**Document section:**
Methodological sadism (MS) is quite fashionable nowadays and nothing gets practitioners more excited than the possibility that someone somewhere is proposing something interesting (i.e. something that reaches beyond the sensory surface of things and that might possibly reveal some of the underlying mechanics of reality). You’ve all met people like this, and one of their distinctive character traits is a certain (smug?) assurance that when it comes to the philosophy of science, they are on the side of the angels. They love to methodologically demarcate the boundaries of legitimate inquiry so as to protect the weak minded from fake science.
Of course, the standard demeanor of MSers is severe. Yes they are tough. But standards must be maintained lest we slide joyfully to our scientific perdition. Like I said, you’ve all met MSers. Nowadays, at least in my little domain of inquiry, they are the media stars and have done a pretty good job convincing the outside world (and some on the inside) that GG is dead and that there is really nothing special about the cognitive powers required for language. I think that this is deeply wrong, and will write another brief arguing as much in the next post. But for now, I want to, once again, offer some prophylaxis against the most rabid form of MS, falsification. Here is a useful short antidote, a paper (which I will refer to as ‘AB’ (Adam Becker is author)) that touches all the right themes. Its main claim is that trying to demarcate science from non-science is a mugs game that relies on ignoring how real successful domains of inquiry have grown.

**Given data:**

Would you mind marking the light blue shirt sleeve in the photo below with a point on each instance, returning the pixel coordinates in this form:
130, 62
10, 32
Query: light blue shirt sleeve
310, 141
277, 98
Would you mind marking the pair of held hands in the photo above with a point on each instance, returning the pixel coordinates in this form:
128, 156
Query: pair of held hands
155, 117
* * *
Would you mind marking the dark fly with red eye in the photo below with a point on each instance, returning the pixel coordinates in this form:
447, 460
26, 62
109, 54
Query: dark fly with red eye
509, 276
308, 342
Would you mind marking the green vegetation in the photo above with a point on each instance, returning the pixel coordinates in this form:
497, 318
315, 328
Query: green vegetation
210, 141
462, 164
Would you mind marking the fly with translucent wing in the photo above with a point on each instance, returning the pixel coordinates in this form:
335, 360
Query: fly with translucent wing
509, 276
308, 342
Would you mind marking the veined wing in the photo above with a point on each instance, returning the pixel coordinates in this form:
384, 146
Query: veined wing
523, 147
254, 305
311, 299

**Exercise A:**
Reproduce the passage from the post on methodological sadism, starting at "Methodological sadism (MS)" and ending at "from fake science.".
**Exercise B:**
Resume the post on methodological sadism after its final sentence, carrying on in the same voice.

**Written reply A:**
Methodological sadism (MS) is quite fashionable nowadays and nothing gets practitioners more excited than the possibility that someone somewhere is proposing something interesting (i.e. something that reaches beyond the sensory surface of things and that might possibly reveal some of the underlying mechanics of reality). You’ve all met people like this, and one of their distinctive character traits is a certain (smug?) assurance that when it comes to the philosophy of science, they are on the side of the angels. They love to methodologically demarcate the boundaries of legitimate inquiry so as to protect the weak minded from fake science.

**Written reply B:**
So what are the main themes?
First AB points out that SMers (my term not AB’s) adhere to a basic erroneous principle: “that a new theory shouldn’t invoke the undetectable” (2). Why? Because this makes it “unfalsifiable.” So, observability underlies falsifiability and both are used by “self-appointed guardian[s], who relish dismissing some of the more fanciful notions in physics, cosmology and quantum mechanics [and linguistics! NH] as just so many castles in the sky” in order to protect science from “from all manner of manifestly unscientific nonsense” (2).
There are ways of understanding falsifiability that seem unobjectionable, namely that theories that never can have observable consequences are thereby undesirable. Well, yeah. The problem is that this is a very low bar, and any stronger version that “turn[s] ingenuity into fact” must be “much more nuanced” (2). Why? Because falsifiability is hardly ever possible and observability is undefinable. Let’s consider both of these facts seriatim.
First falsifiability. This is impossible for scientific theories for the simple reason that any falsification can be patched up with the right ad hoc statement, leaving the rest of the theory the same. As AB puts it (correctly) (2):
Falsifiability doesn’t work as a blanket restriction in science for the simple reason that there are no genuinely falsifiable scientific theories. I can come up with a theory that makes a prediction that looks falsifiable, but when the data tell me it’s wrong, I can conjure some fresh ideas to plug the hole and save the theory.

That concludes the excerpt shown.